**EXCERPTED RECORDS**:
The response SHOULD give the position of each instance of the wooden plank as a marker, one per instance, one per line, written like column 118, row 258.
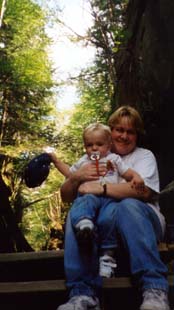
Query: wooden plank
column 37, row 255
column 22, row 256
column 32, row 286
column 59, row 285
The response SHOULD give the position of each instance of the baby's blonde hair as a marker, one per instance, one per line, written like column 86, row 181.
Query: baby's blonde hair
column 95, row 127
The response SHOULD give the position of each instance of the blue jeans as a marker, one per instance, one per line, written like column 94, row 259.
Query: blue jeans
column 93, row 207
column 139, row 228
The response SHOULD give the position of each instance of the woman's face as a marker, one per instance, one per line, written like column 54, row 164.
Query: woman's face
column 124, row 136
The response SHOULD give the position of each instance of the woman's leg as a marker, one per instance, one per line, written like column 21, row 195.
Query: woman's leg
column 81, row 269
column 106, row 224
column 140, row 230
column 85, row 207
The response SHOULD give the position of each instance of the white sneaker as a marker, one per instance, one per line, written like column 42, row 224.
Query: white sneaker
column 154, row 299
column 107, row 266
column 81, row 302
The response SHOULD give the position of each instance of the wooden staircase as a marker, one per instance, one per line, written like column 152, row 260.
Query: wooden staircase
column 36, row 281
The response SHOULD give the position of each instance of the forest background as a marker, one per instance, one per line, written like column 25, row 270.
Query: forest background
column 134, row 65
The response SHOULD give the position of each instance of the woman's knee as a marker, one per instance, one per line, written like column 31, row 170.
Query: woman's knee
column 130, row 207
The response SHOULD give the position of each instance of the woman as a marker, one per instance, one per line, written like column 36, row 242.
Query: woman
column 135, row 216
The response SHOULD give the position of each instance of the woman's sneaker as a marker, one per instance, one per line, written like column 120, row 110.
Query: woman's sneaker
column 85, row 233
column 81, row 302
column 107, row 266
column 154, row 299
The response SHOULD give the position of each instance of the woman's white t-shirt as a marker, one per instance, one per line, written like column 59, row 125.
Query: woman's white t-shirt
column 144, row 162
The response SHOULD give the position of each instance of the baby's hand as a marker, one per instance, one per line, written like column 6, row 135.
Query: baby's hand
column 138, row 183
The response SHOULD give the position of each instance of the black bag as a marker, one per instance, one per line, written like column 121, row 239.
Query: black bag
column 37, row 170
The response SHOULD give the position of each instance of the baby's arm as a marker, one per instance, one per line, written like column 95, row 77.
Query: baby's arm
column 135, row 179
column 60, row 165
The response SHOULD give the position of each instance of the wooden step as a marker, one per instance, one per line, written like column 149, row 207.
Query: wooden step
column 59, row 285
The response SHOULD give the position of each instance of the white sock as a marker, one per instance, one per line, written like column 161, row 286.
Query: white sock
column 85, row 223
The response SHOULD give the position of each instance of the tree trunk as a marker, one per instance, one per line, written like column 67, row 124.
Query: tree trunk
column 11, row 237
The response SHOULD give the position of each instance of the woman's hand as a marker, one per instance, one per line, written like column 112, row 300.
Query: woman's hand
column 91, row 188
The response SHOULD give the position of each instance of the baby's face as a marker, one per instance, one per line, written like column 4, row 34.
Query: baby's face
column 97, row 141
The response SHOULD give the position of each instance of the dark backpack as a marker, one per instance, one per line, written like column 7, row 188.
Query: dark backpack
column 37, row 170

...

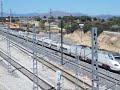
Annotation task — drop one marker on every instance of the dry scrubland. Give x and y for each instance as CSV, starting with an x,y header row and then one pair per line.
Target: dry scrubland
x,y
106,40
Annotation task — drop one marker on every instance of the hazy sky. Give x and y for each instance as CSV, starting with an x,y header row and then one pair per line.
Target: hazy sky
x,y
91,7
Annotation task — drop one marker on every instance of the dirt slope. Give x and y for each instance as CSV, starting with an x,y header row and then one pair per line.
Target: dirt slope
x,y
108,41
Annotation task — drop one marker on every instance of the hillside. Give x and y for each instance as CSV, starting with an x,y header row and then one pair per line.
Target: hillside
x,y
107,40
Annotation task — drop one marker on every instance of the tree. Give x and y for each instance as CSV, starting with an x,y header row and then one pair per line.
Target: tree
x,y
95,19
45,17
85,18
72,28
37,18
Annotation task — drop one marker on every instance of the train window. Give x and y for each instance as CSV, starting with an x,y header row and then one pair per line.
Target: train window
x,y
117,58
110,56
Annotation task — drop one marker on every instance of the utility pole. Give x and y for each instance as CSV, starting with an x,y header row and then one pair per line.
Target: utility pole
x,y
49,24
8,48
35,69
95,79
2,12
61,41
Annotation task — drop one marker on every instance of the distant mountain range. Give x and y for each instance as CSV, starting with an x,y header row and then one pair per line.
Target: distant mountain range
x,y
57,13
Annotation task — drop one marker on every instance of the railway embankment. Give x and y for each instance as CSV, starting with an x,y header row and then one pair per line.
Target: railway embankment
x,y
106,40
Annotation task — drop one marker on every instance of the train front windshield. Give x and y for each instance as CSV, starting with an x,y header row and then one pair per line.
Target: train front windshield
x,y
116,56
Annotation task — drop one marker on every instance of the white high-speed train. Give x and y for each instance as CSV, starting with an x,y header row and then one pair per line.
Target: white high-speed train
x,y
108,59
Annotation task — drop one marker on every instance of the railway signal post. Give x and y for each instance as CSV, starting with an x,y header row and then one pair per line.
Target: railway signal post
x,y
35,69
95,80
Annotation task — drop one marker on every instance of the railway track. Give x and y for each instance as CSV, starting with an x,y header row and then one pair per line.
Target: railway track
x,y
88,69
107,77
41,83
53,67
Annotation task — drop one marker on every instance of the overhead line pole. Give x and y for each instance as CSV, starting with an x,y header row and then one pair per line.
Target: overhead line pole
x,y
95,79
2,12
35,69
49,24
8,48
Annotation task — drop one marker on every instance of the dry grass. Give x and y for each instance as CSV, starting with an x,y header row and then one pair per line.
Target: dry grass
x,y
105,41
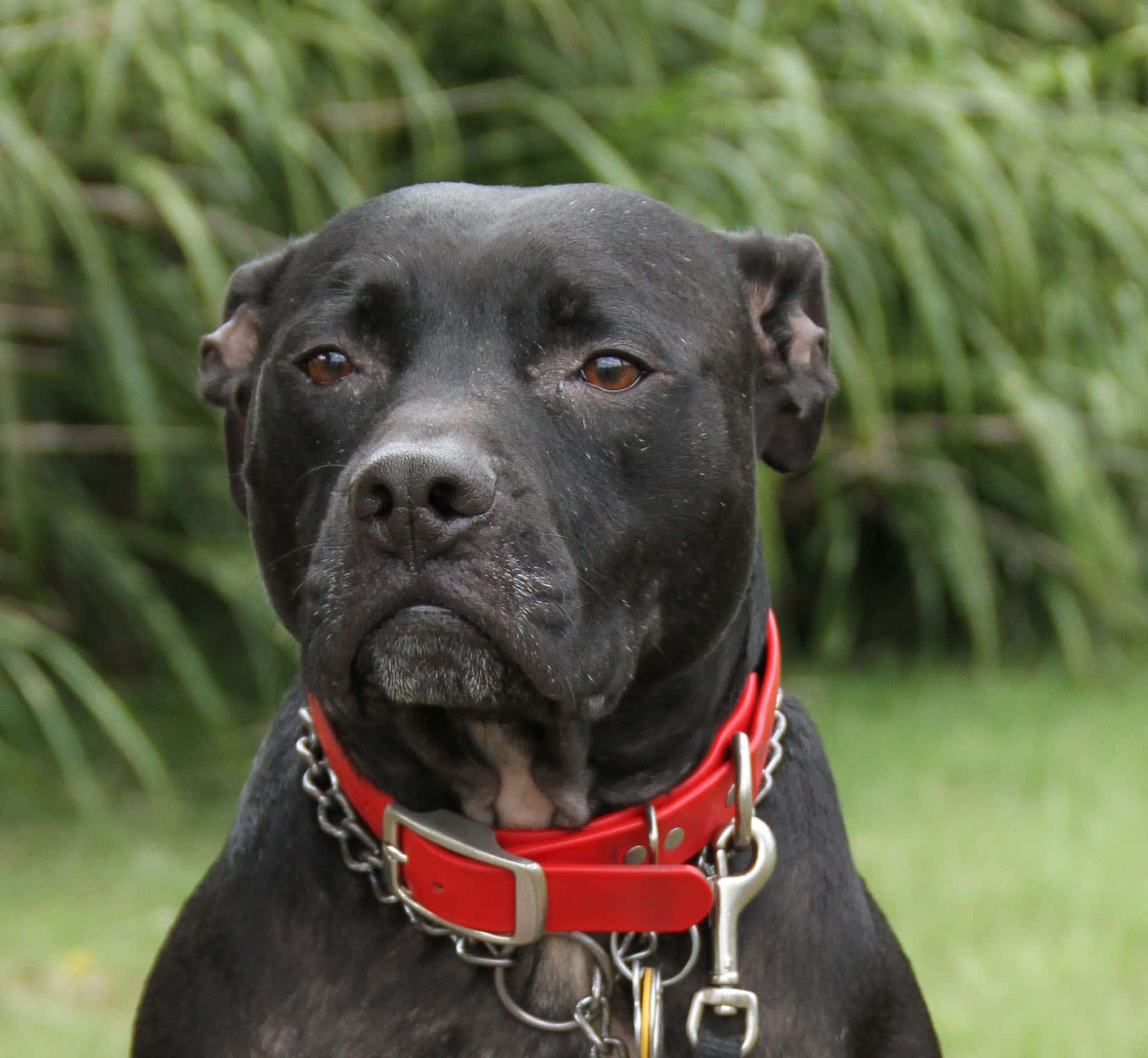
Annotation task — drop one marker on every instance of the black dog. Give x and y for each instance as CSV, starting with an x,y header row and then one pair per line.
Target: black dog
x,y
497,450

--

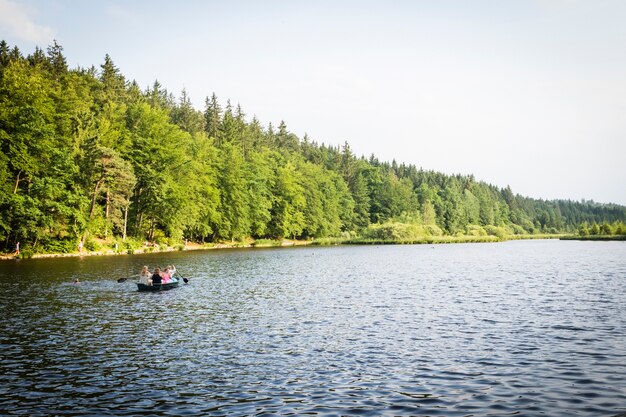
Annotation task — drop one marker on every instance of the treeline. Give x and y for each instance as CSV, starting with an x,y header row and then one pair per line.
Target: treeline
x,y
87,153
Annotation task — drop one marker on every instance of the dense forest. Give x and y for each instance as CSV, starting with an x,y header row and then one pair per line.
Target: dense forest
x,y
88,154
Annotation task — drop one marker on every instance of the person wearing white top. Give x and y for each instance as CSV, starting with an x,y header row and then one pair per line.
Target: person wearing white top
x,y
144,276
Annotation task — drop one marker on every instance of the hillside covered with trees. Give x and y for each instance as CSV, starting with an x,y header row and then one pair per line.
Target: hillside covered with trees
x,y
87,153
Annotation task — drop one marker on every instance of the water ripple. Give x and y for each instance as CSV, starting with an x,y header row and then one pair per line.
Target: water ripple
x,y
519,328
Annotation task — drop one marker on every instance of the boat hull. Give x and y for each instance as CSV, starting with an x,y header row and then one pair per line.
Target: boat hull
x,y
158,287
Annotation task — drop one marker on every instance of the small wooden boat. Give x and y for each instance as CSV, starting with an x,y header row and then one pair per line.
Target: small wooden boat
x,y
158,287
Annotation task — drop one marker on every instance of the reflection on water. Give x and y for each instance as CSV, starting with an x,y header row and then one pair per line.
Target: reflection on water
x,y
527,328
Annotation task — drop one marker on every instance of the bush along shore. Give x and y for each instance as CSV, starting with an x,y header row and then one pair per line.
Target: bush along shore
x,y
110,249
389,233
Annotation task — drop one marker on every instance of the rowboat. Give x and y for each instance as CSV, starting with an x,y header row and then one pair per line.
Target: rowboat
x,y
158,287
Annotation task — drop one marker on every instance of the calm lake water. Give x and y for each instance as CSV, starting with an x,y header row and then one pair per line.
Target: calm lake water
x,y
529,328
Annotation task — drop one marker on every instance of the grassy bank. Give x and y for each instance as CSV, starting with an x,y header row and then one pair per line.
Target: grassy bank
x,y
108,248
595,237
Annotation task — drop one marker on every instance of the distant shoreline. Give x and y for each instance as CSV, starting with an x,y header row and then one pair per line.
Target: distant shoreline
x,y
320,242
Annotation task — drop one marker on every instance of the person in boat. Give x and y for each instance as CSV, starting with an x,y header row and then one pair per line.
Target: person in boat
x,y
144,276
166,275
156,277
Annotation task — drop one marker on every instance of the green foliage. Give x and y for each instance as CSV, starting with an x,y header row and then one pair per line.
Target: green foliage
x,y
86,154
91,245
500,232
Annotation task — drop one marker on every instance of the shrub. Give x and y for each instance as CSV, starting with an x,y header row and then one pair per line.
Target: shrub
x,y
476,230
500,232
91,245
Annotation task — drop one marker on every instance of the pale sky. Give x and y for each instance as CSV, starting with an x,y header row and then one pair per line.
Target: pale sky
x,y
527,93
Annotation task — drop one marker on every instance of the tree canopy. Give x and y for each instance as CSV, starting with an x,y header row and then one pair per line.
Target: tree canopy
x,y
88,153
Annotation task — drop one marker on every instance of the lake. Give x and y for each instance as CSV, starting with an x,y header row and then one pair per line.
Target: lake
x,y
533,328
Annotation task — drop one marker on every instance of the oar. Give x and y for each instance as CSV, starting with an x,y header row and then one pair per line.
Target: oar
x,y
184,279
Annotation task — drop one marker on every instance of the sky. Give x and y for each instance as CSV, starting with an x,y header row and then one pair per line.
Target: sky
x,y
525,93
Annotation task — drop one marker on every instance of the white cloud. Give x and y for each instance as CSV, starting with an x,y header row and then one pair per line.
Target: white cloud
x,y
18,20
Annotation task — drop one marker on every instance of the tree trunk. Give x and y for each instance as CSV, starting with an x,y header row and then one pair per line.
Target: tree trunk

**DESCRIPTION OF THE TASK**: What should come back is an exact copy of the lines above from the line with "118, row 258." to the line with "54, row 164.", both included, minus the pictures.

**RESULT FOR THIS EXERCISE**:
The response SHOULD give the position of each instance of the wooden plank as a marker, one per instance, one per line, written like column 118, row 258.
Query: wooden plank
column 37, row 255
column 22, row 256
column 32, row 286
column 59, row 285
The response SHOULD give the position of each instance of the baby's blonde hair as a marker, one per instance, one per line, written like column 86, row 181.
Query: baby's blonde hair
column 95, row 127
The response SHOULD give the position of each instance of the blue jeans as a marker, one per instance, one per line, written like column 94, row 259.
Query: blue jeans
column 93, row 207
column 139, row 228
The response SHOULD give the position of each instance of the woman's face as a marker, one per instance, one per line, written like column 54, row 164.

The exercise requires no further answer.